• **Image object location entries**

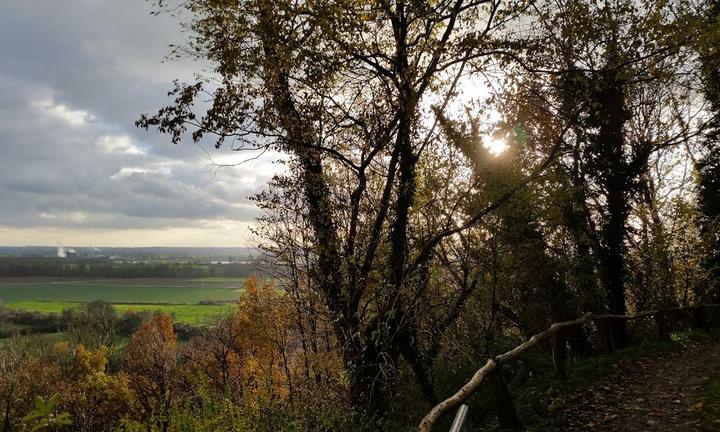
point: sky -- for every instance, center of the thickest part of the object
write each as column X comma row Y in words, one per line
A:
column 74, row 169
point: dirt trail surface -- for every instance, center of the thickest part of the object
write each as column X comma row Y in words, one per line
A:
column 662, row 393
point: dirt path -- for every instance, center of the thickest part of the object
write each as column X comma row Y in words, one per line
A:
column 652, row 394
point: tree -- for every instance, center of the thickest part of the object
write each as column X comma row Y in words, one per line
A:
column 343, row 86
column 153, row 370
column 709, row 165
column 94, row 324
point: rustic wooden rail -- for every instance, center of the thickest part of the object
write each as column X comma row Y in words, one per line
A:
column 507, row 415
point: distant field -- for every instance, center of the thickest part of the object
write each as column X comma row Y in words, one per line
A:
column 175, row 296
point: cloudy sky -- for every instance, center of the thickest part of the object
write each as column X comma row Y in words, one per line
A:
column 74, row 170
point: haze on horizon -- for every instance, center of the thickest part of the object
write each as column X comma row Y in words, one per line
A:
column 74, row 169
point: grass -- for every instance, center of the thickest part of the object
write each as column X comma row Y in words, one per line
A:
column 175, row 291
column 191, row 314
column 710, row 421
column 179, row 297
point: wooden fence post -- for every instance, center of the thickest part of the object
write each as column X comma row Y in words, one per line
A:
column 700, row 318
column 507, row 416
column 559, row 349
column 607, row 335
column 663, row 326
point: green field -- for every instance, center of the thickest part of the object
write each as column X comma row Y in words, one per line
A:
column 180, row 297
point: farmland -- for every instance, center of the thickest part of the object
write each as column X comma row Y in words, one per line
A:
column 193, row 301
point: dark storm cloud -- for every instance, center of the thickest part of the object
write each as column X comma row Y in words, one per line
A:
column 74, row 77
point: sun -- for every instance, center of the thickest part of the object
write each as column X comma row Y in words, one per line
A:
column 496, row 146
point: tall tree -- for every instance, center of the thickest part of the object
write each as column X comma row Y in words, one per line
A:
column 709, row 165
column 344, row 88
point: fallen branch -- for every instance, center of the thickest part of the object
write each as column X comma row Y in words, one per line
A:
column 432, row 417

--

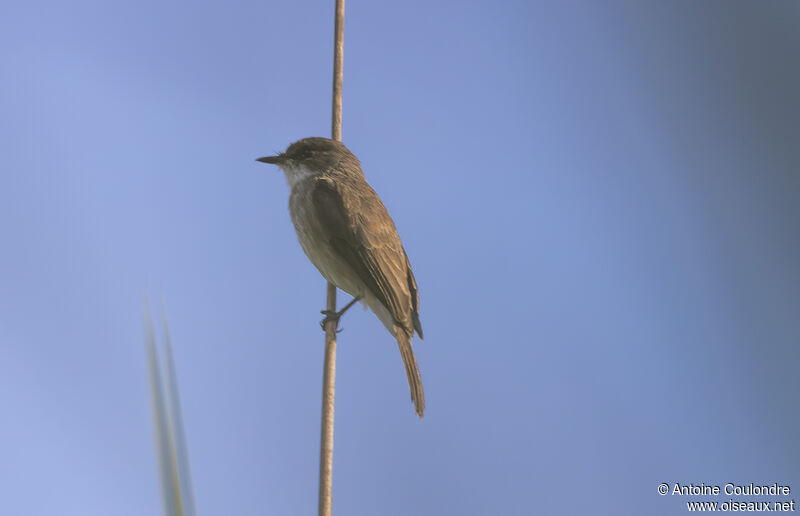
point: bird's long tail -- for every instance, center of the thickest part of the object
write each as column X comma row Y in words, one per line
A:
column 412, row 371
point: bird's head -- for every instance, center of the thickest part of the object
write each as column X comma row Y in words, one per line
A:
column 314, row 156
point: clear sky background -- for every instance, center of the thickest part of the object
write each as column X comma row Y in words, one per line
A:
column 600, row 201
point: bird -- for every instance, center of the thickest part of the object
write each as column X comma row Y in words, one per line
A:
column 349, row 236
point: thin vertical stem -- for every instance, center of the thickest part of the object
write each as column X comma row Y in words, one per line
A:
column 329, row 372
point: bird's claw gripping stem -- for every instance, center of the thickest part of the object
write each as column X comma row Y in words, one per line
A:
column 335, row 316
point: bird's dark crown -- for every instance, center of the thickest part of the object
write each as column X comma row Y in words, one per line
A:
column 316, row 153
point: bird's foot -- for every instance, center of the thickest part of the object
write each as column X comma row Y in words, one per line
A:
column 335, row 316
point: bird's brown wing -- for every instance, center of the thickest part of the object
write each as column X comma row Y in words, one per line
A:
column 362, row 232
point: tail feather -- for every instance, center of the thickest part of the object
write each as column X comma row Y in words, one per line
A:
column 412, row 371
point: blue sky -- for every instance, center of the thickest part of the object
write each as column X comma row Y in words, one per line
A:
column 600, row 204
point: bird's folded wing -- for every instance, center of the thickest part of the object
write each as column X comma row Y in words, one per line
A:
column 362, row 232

• **Short problem**
Could you give the data again between the lines holding "point: bird's head" and "column 329, row 372", inclusive, switching "thickest" to "widest" throughout, changing nothing else, and returning only those lines?

• **Response below**
point: bird's head -- for every instance, center of the widest part of the object
write each as column X comma row Y in words, one per line
A:
column 314, row 156
point: clear sky background -- for every instance, center of the widest part of the object
write each as column X comma row Y in words, one per line
A:
column 600, row 201
point: bird -- for every instance, center of the widest part of the object
write each as column X comma row Y in words, one per line
A:
column 349, row 236
point: thin vertical stem -- for every instance, center of the widest part of the object
write each as column X comma row Y in words, one per line
A:
column 329, row 372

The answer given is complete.